## Prompt
From the chapter on developing and writing the bid, reproduce the stretch from "These limits help" through "on overweight presentations.".

## Source excerpt

Chapter 12: Developing and Writing the Bid


Overview

Clients by and large prefer to receive bids that are concise, businesslike and succinct - which means relatively short. It's the quality of the bid that counts, not the quantity of paper. Bid specifications are often explicit about the need for brevity, and it is a requirement that has to be taken seriously. Clients may try to force contractors to keep things brief by imposing limits on the size of the bid (eg 'no more than six to eight A4 pages, presented in one-and-a-half-line spacing') and on the number of pages that can be devoted to particular categories of information.

These limits help clients apply a consistent approach in assessing the adequacy of the contractor's response, and they contain within manageable proportions the work of examining and evaluating bids. They can be useful also to bidders, by making them concentrate on the essentials of what they have to offer and deterring them from spending undue amounts of time and other resources on overweight presentations.

## Pointing records
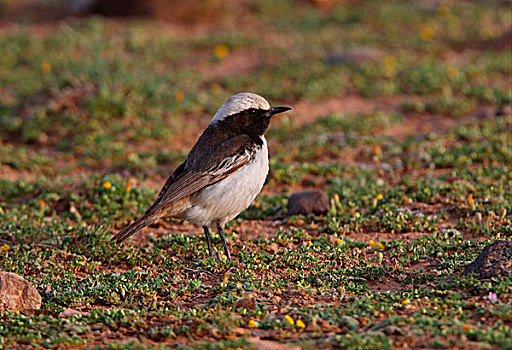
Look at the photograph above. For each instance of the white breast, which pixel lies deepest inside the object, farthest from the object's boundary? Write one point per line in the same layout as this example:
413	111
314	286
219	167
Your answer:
224	200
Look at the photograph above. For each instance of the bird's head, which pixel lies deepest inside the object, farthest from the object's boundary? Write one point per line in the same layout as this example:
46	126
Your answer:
247	111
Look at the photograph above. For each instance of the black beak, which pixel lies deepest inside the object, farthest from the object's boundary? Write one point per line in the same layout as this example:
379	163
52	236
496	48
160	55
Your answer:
277	110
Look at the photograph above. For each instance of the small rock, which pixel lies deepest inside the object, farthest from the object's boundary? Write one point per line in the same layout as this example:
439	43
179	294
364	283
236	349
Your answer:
494	261
259	344
247	303
72	312
308	202
16	293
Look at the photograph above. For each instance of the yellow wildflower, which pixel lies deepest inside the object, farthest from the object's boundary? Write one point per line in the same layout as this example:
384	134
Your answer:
443	11
427	33
221	51
46	67
389	66
178	96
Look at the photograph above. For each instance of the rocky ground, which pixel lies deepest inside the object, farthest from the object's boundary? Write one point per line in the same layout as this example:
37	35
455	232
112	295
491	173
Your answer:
401	116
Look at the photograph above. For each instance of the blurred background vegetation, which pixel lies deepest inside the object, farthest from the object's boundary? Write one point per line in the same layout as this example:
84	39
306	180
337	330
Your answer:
401	113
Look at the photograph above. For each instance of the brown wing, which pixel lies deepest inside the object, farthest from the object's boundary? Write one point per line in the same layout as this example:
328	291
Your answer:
207	163
194	174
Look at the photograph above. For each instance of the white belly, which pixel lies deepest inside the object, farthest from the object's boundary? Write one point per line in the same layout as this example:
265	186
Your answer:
224	200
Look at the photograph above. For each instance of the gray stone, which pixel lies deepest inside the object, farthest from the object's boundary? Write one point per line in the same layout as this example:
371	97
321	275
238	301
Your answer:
494	261
16	293
308	202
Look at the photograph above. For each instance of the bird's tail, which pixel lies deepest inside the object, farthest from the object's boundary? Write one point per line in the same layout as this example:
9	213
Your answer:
135	227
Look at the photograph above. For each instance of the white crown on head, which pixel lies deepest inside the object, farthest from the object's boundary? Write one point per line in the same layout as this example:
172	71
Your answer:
238	103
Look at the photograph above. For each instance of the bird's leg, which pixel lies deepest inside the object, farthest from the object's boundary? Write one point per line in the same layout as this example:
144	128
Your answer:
221	233
208	240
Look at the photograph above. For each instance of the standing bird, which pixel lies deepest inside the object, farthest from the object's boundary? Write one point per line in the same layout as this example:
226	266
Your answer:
222	174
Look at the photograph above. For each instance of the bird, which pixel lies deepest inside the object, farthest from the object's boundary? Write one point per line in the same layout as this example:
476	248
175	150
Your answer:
222	174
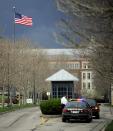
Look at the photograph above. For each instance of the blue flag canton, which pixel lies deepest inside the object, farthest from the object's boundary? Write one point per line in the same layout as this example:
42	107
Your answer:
17	15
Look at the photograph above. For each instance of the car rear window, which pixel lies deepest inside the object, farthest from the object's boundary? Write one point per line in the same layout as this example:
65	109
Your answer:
91	102
76	105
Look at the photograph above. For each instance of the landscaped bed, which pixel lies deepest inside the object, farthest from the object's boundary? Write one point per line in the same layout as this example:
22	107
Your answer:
109	127
15	107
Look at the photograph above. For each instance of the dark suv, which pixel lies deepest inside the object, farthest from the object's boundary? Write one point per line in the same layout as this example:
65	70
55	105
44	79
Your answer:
95	107
77	109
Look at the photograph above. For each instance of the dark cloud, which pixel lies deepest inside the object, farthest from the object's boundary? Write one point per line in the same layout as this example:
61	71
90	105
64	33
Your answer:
45	17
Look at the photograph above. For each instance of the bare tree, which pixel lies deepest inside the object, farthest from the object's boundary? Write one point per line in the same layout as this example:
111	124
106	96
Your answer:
92	22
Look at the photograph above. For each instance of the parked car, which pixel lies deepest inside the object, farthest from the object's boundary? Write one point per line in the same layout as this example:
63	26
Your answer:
95	107
77	109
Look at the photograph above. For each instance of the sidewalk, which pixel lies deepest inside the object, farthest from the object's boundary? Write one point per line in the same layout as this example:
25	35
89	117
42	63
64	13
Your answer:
107	113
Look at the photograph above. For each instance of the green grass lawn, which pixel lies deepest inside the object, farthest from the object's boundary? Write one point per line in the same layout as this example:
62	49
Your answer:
16	107
109	127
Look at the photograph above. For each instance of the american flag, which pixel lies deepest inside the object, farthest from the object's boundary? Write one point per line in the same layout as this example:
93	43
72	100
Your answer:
24	20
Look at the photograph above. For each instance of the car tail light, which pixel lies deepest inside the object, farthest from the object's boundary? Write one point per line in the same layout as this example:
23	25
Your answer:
97	108
65	110
84	111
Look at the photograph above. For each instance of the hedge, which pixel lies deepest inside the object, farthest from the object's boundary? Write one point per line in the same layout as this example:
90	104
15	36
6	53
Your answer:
51	107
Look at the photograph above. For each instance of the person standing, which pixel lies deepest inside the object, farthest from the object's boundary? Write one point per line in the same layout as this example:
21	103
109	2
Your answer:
63	101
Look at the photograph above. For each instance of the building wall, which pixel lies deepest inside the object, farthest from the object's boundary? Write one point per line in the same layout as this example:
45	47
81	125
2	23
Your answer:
80	68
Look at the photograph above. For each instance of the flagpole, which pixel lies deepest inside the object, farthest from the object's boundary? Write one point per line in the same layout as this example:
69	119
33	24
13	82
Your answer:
14	24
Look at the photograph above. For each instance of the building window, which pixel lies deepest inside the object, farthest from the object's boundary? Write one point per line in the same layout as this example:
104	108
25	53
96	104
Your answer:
84	76
89	85
84	85
88	75
86	65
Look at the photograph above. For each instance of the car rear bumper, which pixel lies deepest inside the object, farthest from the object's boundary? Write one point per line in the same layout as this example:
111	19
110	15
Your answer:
76	116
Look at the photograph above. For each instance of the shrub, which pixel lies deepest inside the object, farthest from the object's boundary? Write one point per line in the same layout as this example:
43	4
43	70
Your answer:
51	107
109	127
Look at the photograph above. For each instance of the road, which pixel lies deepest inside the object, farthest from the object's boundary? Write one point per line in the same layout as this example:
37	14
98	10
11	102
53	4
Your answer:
20	120
30	120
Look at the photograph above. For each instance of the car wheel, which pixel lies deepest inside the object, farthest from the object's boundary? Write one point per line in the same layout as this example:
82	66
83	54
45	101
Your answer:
63	119
89	120
97	116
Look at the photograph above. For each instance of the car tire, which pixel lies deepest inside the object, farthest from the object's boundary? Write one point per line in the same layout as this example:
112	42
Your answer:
63	119
97	116
89	120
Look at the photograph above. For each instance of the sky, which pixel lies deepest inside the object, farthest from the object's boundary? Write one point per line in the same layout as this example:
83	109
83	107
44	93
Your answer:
45	18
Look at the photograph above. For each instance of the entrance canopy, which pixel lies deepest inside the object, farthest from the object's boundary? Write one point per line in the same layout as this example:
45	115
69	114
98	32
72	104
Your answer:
62	75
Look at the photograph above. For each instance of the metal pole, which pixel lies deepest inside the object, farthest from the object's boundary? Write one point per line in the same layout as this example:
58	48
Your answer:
14	25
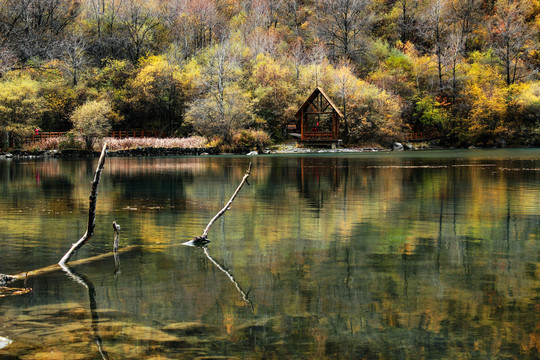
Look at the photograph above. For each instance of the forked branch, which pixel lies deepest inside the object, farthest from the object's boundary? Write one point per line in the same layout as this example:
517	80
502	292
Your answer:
204	236
91	212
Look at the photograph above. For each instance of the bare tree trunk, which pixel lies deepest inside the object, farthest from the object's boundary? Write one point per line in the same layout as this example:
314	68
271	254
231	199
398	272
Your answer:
91	212
203	237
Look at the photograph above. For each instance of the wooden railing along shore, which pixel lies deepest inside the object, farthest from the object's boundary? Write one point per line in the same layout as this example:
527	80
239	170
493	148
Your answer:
421	136
41	135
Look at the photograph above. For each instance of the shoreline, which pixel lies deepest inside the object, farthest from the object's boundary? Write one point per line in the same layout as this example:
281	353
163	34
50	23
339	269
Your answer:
177	151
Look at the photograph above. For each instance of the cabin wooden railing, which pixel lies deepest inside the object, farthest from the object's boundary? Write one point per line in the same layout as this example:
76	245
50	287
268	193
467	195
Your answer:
318	136
38	136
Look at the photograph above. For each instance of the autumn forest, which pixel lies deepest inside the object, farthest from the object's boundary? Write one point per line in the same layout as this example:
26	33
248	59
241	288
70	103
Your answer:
231	70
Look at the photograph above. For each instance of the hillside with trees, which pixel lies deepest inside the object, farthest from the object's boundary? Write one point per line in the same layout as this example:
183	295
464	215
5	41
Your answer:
239	69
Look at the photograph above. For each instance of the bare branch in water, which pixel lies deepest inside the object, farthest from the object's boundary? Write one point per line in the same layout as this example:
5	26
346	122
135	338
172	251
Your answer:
91	210
116	228
229	275
203	237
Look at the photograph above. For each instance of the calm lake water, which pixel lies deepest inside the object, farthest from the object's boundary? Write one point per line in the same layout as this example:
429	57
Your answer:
379	255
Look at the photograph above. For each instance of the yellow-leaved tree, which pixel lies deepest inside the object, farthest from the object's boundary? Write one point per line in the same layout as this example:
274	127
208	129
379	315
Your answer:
20	109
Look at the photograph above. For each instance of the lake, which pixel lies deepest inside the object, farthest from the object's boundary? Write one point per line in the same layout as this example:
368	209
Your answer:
407	255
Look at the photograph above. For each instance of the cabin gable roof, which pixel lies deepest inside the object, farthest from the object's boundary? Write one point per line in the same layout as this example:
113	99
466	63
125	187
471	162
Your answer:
313	96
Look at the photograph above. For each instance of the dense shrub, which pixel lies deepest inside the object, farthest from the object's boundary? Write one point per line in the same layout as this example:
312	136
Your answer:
92	121
249	140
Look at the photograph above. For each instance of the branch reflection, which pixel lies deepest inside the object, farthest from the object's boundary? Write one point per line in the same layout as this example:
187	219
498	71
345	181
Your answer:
83	280
204	247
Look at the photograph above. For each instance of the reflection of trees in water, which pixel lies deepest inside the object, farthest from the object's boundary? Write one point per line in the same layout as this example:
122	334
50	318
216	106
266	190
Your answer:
84	281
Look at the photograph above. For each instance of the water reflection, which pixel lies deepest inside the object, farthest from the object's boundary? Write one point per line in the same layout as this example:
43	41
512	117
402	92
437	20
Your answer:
84	281
382	256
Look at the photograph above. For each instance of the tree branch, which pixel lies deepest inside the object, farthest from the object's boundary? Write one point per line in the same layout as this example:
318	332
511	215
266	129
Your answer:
204	236
91	212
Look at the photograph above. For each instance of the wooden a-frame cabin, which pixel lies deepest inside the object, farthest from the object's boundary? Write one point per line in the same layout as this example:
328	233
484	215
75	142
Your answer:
319	120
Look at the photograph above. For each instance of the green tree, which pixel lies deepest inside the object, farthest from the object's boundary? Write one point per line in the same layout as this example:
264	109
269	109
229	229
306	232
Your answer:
92	121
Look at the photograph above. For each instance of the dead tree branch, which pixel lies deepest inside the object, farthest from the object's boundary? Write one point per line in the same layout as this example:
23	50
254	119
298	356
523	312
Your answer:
116	228
204	236
91	212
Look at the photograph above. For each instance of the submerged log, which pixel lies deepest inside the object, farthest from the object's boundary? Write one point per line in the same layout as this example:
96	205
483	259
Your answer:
56	267
91	211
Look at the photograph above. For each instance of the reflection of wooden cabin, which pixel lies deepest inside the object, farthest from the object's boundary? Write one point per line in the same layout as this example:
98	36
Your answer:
319	120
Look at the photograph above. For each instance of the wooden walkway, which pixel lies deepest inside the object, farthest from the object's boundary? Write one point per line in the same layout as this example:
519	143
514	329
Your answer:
423	136
42	135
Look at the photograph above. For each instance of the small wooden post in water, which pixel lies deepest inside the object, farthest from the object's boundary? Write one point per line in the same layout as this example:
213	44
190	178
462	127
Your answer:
91	212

## Solution for this exercise
These limits help clients apply a consistent approach in assessing the adequacy of the contractor's response, and they contain within manageable proportions the work of examining and evaluating bids. They can be useful also to bidders, by making them concentrate on the essentials of what they have to offer and deterring them from spending undue amounts of time and other resources on overweight presentations.